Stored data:
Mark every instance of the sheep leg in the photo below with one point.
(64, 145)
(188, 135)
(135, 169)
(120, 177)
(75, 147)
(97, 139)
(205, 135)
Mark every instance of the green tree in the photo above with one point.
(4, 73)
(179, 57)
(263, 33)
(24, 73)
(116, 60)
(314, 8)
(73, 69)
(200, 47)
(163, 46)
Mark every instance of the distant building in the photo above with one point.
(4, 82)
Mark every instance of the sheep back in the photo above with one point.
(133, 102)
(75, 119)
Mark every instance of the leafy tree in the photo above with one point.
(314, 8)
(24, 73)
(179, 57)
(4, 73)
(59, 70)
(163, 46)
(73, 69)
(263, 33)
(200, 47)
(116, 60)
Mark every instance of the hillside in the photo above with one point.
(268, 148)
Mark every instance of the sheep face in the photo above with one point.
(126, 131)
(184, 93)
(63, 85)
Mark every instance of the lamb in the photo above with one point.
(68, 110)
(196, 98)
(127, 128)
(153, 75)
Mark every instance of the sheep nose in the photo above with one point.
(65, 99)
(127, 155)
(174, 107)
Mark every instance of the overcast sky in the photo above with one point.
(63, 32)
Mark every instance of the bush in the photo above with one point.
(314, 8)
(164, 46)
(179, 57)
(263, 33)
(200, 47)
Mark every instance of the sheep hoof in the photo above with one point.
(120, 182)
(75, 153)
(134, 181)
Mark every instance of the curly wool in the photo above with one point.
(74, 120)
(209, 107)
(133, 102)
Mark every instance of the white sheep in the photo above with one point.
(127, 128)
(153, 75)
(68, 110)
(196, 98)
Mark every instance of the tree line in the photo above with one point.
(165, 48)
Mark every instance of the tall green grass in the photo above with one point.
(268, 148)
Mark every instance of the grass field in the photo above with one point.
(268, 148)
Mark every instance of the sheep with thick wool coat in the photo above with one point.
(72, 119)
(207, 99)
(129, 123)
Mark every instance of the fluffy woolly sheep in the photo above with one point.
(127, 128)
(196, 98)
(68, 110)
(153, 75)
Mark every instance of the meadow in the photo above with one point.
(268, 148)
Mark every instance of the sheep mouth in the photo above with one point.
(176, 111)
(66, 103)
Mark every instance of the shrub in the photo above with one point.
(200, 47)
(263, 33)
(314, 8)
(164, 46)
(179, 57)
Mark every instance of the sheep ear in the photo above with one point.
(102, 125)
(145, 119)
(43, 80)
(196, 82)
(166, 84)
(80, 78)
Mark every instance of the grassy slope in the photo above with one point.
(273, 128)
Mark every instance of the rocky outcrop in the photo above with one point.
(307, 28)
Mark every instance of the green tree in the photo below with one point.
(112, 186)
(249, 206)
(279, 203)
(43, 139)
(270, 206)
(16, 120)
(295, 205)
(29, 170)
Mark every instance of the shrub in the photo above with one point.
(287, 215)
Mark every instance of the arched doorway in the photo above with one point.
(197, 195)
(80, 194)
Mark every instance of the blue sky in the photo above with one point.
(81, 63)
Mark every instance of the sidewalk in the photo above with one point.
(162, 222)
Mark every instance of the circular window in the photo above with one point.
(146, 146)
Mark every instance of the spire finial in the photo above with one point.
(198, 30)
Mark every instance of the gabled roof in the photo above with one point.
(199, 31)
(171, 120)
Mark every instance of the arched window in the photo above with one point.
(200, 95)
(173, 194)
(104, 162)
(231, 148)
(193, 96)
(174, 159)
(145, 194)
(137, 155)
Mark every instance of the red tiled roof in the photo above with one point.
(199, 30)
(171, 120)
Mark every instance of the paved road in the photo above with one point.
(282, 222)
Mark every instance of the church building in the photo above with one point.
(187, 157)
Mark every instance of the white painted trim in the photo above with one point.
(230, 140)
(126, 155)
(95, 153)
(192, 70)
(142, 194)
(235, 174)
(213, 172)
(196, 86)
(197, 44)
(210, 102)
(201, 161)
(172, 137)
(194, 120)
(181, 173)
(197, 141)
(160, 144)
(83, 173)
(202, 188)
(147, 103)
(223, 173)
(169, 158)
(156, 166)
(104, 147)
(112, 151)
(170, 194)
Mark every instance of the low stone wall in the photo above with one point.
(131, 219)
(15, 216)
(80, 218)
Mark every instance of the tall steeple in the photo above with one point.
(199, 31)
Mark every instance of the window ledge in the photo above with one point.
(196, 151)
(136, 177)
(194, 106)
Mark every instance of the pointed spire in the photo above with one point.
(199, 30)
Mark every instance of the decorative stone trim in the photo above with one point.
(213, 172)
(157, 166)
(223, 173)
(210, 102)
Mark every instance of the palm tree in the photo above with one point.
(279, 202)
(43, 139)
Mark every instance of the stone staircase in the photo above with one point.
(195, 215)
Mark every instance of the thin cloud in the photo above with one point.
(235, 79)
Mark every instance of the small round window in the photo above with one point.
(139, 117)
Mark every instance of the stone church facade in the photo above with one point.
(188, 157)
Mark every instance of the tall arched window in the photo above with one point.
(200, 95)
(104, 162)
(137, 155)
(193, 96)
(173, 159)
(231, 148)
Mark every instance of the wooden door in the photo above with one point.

● REQUIRED WORK: Each entry above needs to be returned exactly as written.

● OUTPUT FOR THIS EXERCISE:
Mark every instance of the sheep leg in the photo below with one point.
(64, 145)
(188, 135)
(135, 169)
(120, 177)
(75, 147)
(97, 139)
(205, 135)
Mark every instance of the green tree in the photo above with one point.
(4, 73)
(179, 57)
(263, 33)
(24, 73)
(116, 60)
(314, 8)
(73, 69)
(200, 47)
(163, 46)
Mark every instance of the distant building in the photo above with one point.
(4, 82)
Mark every instance of the sheep back in the photo above with one point.
(133, 102)
(75, 119)
Mark every instance of the leafy tree in the photo above with one point.
(314, 8)
(24, 73)
(179, 57)
(4, 73)
(59, 70)
(163, 46)
(73, 69)
(263, 33)
(200, 47)
(116, 60)
Mark every instance of the hillside in the photo above with one point.
(268, 148)
Mark every instance of the sheep face in the photo above with one point.
(126, 131)
(184, 93)
(63, 85)
Mark every instance of the lamb in the photo above with one point.
(68, 110)
(196, 98)
(127, 128)
(153, 75)
Mark every instance of the sheep nose in the photo above with one point.
(65, 99)
(127, 155)
(174, 107)
Mark every instance of the overcast sky in the photo above with one point.
(63, 32)
Mark every instance of the bush in the photo above with one point.
(314, 8)
(164, 46)
(179, 57)
(263, 33)
(200, 47)
Mark every instance of the sheep hoof in the photo above with one point.
(120, 182)
(75, 153)
(134, 181)
Mark every instance of the curly wool in the photo above with one point.
(74, 120)
(209, 107)
(133, 102)
Mark every instance of the white sheep in the photo above with one point.
(127, 128)
(153, 75)
(68, 110)
(196, 98)
Mark every instance of the tree line in the photo above with one point.
(165, 48)
Mark every instance of the tall green grass in the photo above with one point.
(268, 148)
Mark every instance of the grass field in the photo above with one point.
(268, 148)
Mark every instance of the sheep with thick wool coat in the photo above with one point.
(72, 119)
(207, 99)
(129, 123)
Mark every instance of the fluffy woolly sheep in the photo above with one point.
(127, 128)
(196, 98)
(68, 110)
(153, 75)
Mark every instance of the meadow in the photo above with one point.
(268, 148)
Mark every instance of the sheep mouth in the photo above with one point.
(176, 111)
(66, 103)
Mark every instance of the shrub in the photo above with one point.
(200, 47)
(263, 33)
(314, 8)
(164, 46)
(179, 57)
Mark every instance of the sheep ear in the photo above with one point.
(102, 125)
(145, 119)
(43, 80)
(196, 82)
(166, 84)
(80, 78)
Mark every instance of the grassy slope in the photo above with one point.
(273, 128)
Mark every instance of the rocky outcrop in the photo above with one point.
(307, 28)
Mark every instance of the green tree in the photo below with one point.
(112, 186)
(249, 206)
(279, 203)
(43, 139)
(270, 206)
(16, 120)
(295, 205)
(29, 170)
Mark every instance of the shrub in the photo above with one point.
(287, 215)
Mark every instance of the arched doorway in the photo above with one point.
(197, 195)
(80, 194)
Mark every instance of the blue sky in the photo above with one point.
(81, 63)
Mark every instance of the sidewalk in the photo above with one point.
(162, 222)
Mark every instance of the circular window in the photo above with one point.
(146, 146)
Mark every instance of the spire finial in the photo above with one point.
(198, 30)
Mark every instance of the gabled roof in the photo above with one point.
(199, 31)
(171, 120)
Mark every instance of the arched window in the photo above with one point.
(200, 95)
(173, 194)
(104, 162)
(231, 148)
(193, 96)
(174, 159)
(145, 194)
(137, 155)
Mark every instance of the red tiled roof in the photo above with one point.
(199, 30)
(171, 120)
Mark every instance of the paved road in the photo above with one point.
(282, 222)
Mark every instance of the church building in the photo above with one point.
(187, 157)
Mark every instance of the white painted trim in the photo above with one point.
(230, 140)
(126, 155)
(95, 153)
(192, 70)
(142, 194)
(235, 174)
(213, 172)
(196, 86)
(197, 44)
(210, 102)
(201, 161)
(172, 137)
(194, 120)
(181, 173)
(197, 141)
(160, 144)
(83, 173)
(202, 188)
(147, 103)
(223, 173)
(169, 158)
(156, 166)
(104, 147)
(112, 151)
(170, 194)
Mark every instance of the low stone wall in the photo above with one point.
(131, 219)
(15, 216)
(80, 218)
Mark every instance of the tall steeple in the photo above with one point.
(199, 31)
Mark every instance of the window ledge in the photo above with one point.
(196, 151)
(136, 177)
(194, 106)
Mark every instance of the pointed spire in the photo above with one point.
(199, 30)
Mark every instance of the decorative stone trim in the photo above with one point.
(213, 172)
(157, 166)
(223, 173)
(210, 102)
Mark every instance of the palm tree in the photo above with one point.
(279, 202)
(43, 139)
Mark every instance of the stone staircase in the photo above with one point.
(195, 215)
Mark every instance of the thin cloud in the photo above with one point.
(235, 79)
Mark every instance of the small round window in the photo above with one point.
(139, 117)
Mark every instance of the stone church facade in the photo above with one point.
(188, 157)
Mark every instance of the tall arched window in the photo above with one point.
(200, 95)
(104, 162)
(137, 155)
(193, 96)
(173, 159)
(231, 148)
Mark every instance of the wooden door in the photo above with one point.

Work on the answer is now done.